# 課題 A
遺品博物館を描いた本の書評を読み、次の問いに答えてください。
(i) 遺品と引き替えに残された者たちに何かをもたらす学芸員の名前は何か。
(ii) この本に収められた物語はいくつか。
(iii) 「ふたりの秘密のために」とともに、少しほっこりする物語として挙げられている話の題は何か。
# 課題 B
遺品博物館を描いた本の書評を2文で要約してください。
# 課題 C
遺品博物館を描いた本の書評を、最後の文の後から書き進めてください。

# 本文抜粋
--- --- ---

まずはAmazonさんの紹介ページから。

あなたの「遺品」収蔵します。死者の物語を宿した品々と引き換えに
学芸員がもたらすのは、救済か破局か――熟練の技巧が冴え渡る、
死者と生者を繋ぐ八つの物語。

地元の名士である老医師からいがみ合う遺族への最後の贈り物、
過去に起きた殺人の記憶を秘めた細工箱、十歳で命を落とした少年が最後に遺した宝物……
老若男女問わず、「死」の後には必ず「遺品」が遺される。そして生前の名声に関係なく、
死者が蓄えた物語が込められた遺品を収蔵するのが「遺品博物館」である。
学芸員の吉田・T・吉夫が遺品と引き替えに残された者たちにもたらすのは、安寧か崩壊か――
熟練の技巧で抉り出す、死者と生者を繋ぐ八つの謎物語。


太田先生の『奇談蒐集家』を思い出しました。
学芸員の吉田・T・吉夫、いかにも怪しげな印象でした(笑)
しかし本作は、『奇談蒐集家』にあったSF、怪談的要素はほとんどなく、
ほぼミステリ短編集といって過言ではありません。
というか、イヤミス多めかも。

「川の様子を見に行く」は、よくニュース等で見かける言葉であり、
ネット掲示板などではネタ的に使われますね。
この話、中々過去からの根が深い話なんですが、やはりラストが秀逸過ぎます。
自ら足を滑らせて、川に落ちてしまうという、吉田の言葉も嫌味十分。

「ふたりの秘密のために」「不器用なダンスを踊ろう」この2編は
幸せな結末というか、少しほっこりする物語。
後者の吉田の「謎解き」が素晴らしく、またミステリ的には校正という点から
故人の考えを推理しているところが面白い。

この間に挟まれている「燃やしても過去は消えない」が中々にどす黒さがある
話なので、余計にこの2編が目立つんですよね。
「燃やしても」は故人の本当の正体とその性格を利用する、2つの話が書かれていて、
吉田の最後のセリフが強烈な嫌味で、ある意味最後の一撃です。

--- --- ---

# データ一覧
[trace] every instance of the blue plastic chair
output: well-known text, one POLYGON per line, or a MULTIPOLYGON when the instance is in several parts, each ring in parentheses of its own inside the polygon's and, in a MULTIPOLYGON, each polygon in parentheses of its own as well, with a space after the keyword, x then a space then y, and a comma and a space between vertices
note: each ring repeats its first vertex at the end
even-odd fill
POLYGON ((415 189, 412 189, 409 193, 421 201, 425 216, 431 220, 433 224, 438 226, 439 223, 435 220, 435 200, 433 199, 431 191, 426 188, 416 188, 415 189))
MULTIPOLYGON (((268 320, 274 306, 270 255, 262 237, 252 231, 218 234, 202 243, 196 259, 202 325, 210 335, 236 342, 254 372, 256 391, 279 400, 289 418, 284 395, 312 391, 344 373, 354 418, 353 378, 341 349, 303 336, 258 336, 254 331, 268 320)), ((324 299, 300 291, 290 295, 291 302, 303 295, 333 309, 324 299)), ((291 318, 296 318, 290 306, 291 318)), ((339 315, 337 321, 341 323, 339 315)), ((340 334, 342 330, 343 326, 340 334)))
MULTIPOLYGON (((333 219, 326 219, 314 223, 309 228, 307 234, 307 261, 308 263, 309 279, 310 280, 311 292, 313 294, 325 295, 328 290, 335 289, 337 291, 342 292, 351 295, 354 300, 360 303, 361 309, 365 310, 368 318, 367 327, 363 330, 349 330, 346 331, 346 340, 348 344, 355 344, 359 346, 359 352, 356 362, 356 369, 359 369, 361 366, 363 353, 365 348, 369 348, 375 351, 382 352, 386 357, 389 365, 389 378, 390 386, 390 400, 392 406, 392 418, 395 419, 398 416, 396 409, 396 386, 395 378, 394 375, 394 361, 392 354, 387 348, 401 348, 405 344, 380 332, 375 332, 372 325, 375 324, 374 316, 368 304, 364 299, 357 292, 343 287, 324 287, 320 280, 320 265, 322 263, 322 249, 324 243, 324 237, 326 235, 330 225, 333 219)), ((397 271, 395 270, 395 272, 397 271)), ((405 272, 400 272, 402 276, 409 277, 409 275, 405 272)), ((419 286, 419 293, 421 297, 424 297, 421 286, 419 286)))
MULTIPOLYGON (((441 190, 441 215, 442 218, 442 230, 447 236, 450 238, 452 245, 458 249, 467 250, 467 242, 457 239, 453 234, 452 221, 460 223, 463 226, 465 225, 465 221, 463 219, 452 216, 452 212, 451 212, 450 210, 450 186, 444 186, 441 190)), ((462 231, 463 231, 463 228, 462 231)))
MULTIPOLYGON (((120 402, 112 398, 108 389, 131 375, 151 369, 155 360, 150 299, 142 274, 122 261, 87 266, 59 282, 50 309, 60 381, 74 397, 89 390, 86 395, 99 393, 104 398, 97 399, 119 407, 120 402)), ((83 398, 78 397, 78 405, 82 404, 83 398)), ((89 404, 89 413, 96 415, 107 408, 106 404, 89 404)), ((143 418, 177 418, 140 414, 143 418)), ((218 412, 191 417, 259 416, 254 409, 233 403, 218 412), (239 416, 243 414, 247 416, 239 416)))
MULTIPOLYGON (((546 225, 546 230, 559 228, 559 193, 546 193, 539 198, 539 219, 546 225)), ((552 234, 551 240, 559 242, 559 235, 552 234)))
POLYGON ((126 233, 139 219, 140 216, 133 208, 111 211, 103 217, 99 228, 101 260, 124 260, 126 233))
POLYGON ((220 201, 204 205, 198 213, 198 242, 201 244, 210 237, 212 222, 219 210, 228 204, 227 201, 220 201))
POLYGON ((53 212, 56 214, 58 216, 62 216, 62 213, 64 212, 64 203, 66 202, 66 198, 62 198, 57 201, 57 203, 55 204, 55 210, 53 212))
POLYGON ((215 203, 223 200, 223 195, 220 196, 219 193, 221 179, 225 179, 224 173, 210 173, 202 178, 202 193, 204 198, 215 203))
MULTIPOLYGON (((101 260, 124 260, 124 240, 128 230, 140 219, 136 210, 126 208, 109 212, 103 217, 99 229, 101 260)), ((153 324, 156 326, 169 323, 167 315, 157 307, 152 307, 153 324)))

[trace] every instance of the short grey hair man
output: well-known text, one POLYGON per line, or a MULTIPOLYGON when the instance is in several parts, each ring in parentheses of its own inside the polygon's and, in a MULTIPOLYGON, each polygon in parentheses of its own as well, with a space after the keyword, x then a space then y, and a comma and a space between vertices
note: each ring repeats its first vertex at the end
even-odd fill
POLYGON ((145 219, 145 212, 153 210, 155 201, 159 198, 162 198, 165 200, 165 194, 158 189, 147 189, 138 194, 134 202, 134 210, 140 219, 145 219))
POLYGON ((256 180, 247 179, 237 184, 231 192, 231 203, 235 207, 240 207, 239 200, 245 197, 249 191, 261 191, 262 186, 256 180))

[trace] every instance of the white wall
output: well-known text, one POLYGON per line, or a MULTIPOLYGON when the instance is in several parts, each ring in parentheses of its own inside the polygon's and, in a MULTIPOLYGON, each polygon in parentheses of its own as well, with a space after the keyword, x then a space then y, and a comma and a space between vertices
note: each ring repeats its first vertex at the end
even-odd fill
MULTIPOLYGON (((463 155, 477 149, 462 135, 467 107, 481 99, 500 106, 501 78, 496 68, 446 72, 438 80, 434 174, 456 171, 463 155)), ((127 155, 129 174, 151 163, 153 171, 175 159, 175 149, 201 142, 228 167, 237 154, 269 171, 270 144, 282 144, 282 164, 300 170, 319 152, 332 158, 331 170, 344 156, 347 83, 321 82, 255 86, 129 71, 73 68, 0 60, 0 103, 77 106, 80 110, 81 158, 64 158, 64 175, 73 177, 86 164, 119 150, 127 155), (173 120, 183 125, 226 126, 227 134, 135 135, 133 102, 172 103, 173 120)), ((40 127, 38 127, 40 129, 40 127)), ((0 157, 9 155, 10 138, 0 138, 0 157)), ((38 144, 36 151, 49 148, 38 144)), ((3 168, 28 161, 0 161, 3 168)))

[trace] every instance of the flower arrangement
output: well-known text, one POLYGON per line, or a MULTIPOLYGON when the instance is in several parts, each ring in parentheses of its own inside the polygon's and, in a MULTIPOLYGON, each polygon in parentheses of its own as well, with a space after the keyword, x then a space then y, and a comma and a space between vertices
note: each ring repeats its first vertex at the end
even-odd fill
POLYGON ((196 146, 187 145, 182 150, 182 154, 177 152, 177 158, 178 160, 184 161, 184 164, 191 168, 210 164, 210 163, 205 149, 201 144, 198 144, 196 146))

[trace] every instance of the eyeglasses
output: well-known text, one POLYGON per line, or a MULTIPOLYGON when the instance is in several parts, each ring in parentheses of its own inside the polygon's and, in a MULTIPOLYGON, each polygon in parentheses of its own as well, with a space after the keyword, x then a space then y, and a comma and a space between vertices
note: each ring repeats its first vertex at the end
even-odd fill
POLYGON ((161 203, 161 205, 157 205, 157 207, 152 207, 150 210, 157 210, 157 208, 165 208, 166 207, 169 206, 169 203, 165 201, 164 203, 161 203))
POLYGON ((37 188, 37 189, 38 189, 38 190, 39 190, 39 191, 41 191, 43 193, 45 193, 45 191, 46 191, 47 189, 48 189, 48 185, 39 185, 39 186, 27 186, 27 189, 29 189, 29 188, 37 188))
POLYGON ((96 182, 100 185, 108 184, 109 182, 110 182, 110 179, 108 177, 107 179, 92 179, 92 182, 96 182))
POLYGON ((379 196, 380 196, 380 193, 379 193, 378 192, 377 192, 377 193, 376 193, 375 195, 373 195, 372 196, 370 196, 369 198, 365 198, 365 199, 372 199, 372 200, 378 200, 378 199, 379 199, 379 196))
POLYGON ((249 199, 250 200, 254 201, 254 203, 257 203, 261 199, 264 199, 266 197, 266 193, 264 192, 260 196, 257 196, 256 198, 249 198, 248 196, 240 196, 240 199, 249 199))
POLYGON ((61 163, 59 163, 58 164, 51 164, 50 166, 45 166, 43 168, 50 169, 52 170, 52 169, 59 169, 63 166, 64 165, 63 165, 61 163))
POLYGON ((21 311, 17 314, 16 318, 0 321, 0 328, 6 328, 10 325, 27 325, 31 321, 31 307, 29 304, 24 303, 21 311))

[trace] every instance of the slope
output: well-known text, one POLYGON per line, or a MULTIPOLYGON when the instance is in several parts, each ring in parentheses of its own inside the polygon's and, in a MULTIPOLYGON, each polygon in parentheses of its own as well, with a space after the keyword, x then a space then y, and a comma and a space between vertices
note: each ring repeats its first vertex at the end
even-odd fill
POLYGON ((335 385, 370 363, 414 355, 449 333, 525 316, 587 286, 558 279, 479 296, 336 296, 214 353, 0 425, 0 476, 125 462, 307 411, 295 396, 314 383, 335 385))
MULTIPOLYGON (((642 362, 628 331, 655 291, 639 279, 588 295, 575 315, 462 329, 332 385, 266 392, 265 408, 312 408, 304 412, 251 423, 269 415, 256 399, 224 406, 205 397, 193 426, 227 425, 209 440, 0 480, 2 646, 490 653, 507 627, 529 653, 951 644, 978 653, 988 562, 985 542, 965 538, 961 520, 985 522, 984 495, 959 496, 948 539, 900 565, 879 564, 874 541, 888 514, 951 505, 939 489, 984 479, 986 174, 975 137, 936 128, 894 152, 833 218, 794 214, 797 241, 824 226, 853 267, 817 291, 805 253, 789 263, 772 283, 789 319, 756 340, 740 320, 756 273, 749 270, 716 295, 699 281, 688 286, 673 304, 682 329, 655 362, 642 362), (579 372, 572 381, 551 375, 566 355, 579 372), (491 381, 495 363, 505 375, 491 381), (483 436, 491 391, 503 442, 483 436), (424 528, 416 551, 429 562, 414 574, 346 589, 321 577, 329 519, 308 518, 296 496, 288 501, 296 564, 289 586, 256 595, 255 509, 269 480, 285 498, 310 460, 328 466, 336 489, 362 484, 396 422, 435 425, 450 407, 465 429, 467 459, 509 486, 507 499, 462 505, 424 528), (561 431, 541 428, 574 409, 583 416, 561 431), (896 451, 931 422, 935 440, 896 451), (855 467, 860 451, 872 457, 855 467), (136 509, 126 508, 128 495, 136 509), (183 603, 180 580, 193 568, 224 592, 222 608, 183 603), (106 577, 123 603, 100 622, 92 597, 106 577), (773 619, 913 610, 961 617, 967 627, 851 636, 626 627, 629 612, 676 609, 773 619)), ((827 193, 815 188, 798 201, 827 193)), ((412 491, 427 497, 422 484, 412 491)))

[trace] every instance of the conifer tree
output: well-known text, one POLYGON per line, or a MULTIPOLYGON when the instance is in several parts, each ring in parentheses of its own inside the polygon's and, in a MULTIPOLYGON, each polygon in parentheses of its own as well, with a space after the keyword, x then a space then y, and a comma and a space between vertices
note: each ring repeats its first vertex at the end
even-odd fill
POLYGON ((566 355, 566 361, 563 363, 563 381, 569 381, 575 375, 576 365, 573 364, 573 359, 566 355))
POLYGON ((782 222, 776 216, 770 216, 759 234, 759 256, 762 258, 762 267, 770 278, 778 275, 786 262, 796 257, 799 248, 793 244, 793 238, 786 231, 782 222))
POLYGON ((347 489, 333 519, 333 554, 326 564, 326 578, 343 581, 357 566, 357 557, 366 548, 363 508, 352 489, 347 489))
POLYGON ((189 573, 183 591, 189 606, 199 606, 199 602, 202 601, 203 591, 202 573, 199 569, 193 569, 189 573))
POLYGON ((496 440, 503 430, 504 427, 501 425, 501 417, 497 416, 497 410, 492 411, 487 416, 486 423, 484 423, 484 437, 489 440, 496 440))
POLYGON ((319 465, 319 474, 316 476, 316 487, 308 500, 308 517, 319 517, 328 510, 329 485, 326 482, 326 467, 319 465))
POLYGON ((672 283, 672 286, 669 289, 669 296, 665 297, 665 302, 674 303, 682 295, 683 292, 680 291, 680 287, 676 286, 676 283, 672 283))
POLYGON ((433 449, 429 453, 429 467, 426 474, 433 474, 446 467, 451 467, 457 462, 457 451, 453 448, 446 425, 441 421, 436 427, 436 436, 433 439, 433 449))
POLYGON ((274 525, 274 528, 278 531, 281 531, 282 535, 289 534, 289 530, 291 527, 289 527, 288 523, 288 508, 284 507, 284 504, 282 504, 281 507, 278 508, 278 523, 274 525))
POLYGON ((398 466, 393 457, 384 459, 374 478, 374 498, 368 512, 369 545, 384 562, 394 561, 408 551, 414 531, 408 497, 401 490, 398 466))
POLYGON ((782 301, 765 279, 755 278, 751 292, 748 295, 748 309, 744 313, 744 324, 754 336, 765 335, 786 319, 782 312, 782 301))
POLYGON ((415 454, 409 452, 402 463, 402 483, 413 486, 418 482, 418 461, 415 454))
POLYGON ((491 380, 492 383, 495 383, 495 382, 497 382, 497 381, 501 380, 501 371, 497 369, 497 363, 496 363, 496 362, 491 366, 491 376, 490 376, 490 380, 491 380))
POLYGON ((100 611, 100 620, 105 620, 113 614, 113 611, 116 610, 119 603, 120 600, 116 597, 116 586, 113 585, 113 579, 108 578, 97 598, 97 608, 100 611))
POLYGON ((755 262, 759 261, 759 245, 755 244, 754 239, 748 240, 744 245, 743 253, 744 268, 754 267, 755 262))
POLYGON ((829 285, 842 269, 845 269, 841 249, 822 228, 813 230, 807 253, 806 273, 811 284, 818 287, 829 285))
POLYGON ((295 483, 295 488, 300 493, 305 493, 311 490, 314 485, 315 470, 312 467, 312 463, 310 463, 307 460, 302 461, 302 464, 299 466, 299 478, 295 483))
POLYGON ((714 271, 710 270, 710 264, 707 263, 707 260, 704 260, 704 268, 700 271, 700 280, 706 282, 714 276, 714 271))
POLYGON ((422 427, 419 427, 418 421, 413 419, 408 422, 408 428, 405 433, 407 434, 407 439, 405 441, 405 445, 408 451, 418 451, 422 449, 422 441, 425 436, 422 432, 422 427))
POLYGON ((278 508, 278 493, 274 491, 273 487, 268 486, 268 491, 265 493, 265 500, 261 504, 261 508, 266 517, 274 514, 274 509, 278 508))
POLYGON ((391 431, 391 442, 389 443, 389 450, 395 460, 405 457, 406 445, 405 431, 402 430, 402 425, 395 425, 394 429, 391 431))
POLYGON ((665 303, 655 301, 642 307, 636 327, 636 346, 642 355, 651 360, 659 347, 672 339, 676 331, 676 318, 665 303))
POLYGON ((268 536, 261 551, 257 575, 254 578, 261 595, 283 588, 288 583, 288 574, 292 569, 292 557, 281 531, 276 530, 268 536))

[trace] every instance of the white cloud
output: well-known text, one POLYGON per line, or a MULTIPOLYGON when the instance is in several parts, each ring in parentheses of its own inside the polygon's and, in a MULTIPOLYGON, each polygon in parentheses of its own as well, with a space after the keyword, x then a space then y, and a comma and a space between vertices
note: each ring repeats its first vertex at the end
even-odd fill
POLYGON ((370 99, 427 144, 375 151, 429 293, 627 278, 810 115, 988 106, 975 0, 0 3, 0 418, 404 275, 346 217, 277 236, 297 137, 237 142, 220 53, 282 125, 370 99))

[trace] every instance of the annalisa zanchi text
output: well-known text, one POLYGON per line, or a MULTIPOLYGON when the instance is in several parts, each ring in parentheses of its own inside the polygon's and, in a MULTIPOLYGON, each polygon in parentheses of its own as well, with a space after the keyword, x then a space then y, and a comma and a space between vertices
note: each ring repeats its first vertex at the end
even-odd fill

--- --- ---

# 正解 A
(i) 吉田・T・吉夫
(ii) 八つ
(iii) 「不器用なダンスを踊ろう」

# 正解 B
この本は、死者が蓄えた物語の込められた遺品を「遺品博物館」が収蔵し、学芸員の吉田・T・吉夫がそれと引き替えに残された者たちに安寧か崩壊をもたらす、死者と生者を繋ぐ八つの謎物語である。評者は、『奇談蒐集家』にあったSFや怪談的要素はほとんどなく、ほぼミステリ短編集でイヤミス多めかもしれないと述べ、ラストが秀逸な「川の様子を見に行く」、ほっこりする2編、どす黒さのある「燃やしても過去は消えない」を取り上げている。

# 正解 C
「何かを集めずにはいられない」は『奇談蒐集家』に似た印象を受けました。
本作はコレクターがメインのお話で、様々な(ここが重要)コレクターが登場します。
登場人物は、実は誰もが浅ましい(笑
レトロな玩具を求めに来た須山たち。「ハイエナ」と呼ばれてます(笑
遺品の寄贈者の話を聞いて自分の記憶の棚に収める、吉田・T・吉夫。
まあ彼は、その記憶を何かに利用しようと思っているようではないので、浅ましいからは
除外ですね。
人間の感情を集める太刀川。彼は『奇談蒐集家』の恵美酒に近いかもしれません。

「大切なものは人それぞれ」。これまでも吉田の推理は出てきましたが、
本作の吉田の推理も冴えに冴えています。
始まりから、この作品でどんでん返しがあるのかと思いましたが、そんなことはなく(笑
しかし密室の謎やイミテーションの指輪に交換した動機など、見事に解明します。

しかし、遺品博物館はどこが運営主体なんでしょうね。
本作は続編も望めると思うので、もし可能なら、博物館そのものへの謎に
迫ってもらいたいですね。



遺品博物館 (創元推理文庫)

遺品博物館 (創元推理文庫)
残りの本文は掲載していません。